### [TEXT PROVIDED]
- - -
The niceness goes both ways. In the midst of the Connect Business Magazine interview, Peter took a call from a travel participant and trip promoter, then returned to the table wondering aloud whether he should check on medical care options for the caller’s husband during a planned trip.
This year, in addition to the Mexico trip, the Wendingers have scheduled a spring trip to Washington, D.C., during cherry blossom time, with a side trip to Gettysburg and Lancaster County, Penn., two July excursions to Alaska, an August trip to the Canadian Rockies and Glacier National Park, an August trip to the Colorado Rockies, a September trip to Door County, Wis., and Mackinac Island and an autumn tour of New England, including Niagara Falls, Boston and New York City, and trips to Austria and Germany. Dodie Wendinger will escort one noteworthy trip in September, visiting Fatima, Lourdes and Barcelona. They now work with several tour promoters.
The Wendingers won’t even talk about a typical day. Instead, they offer a description of a typical month, noting that during the winter they haul corn to the ethanol plant in Winthrop once a month.
- - -
### [INFORMATION SHOWN]
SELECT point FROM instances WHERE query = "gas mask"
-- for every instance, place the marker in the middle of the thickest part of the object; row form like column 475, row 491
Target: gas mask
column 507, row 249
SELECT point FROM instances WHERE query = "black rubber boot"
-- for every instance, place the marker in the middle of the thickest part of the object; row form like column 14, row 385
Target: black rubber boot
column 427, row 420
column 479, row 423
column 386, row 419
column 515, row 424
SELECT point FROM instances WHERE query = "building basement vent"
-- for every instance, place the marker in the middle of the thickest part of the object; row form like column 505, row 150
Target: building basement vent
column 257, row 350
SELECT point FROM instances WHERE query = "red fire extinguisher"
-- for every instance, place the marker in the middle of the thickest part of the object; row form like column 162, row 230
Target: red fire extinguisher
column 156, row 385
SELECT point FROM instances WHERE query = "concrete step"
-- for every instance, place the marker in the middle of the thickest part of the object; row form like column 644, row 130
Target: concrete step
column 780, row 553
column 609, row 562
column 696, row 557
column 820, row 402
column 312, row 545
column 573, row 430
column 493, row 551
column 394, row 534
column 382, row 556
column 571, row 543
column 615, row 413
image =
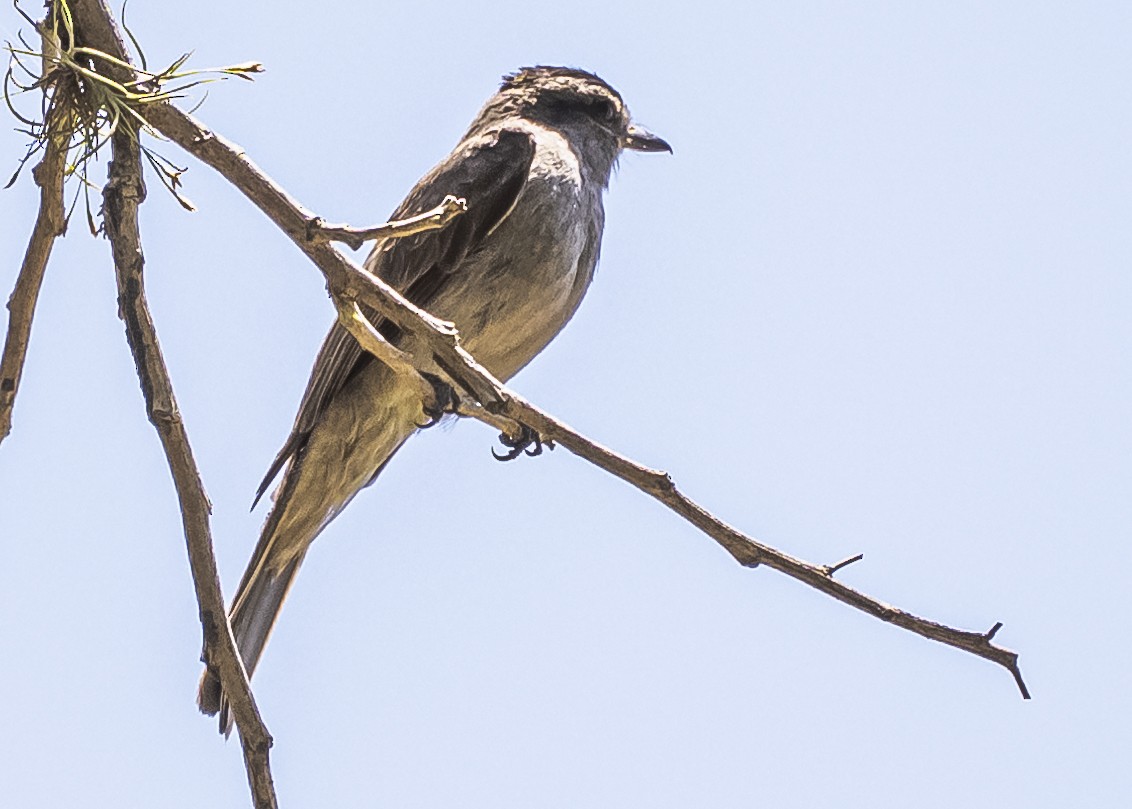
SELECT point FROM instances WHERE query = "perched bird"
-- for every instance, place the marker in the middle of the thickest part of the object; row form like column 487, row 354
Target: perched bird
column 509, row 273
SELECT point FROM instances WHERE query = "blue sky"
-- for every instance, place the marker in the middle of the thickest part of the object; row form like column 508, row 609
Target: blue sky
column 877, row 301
- - -
### [WORK TO COMPLETE]
Write out the passage on the Wendingers' travel business word for word, starting at "This year, in" and ending at "several tour promoters.".

### [EXERCISE RESULT]
This year, in addition to the Mexico trip, the Wendingers have scheduled a spring trip to Washington, D.C., during cherry blossom time, with a side trip to Gettysburg and Lancaster County, Penn., two July excursions to Alaska, an August trip to the Canadian Rockies and Glacier National Park, an August trip to the Colorado Rockies, a September trip to Door County, Wis., and Mackinac Island and an autumn tour of New England, including Niagara Falls, Boston and New York City, and trips to Austria and Germany. Dodie Wendinger will escort one noteworthy trip in September, visiting Fatima, Lourdes and Barcelona. They now work with several tour promoters.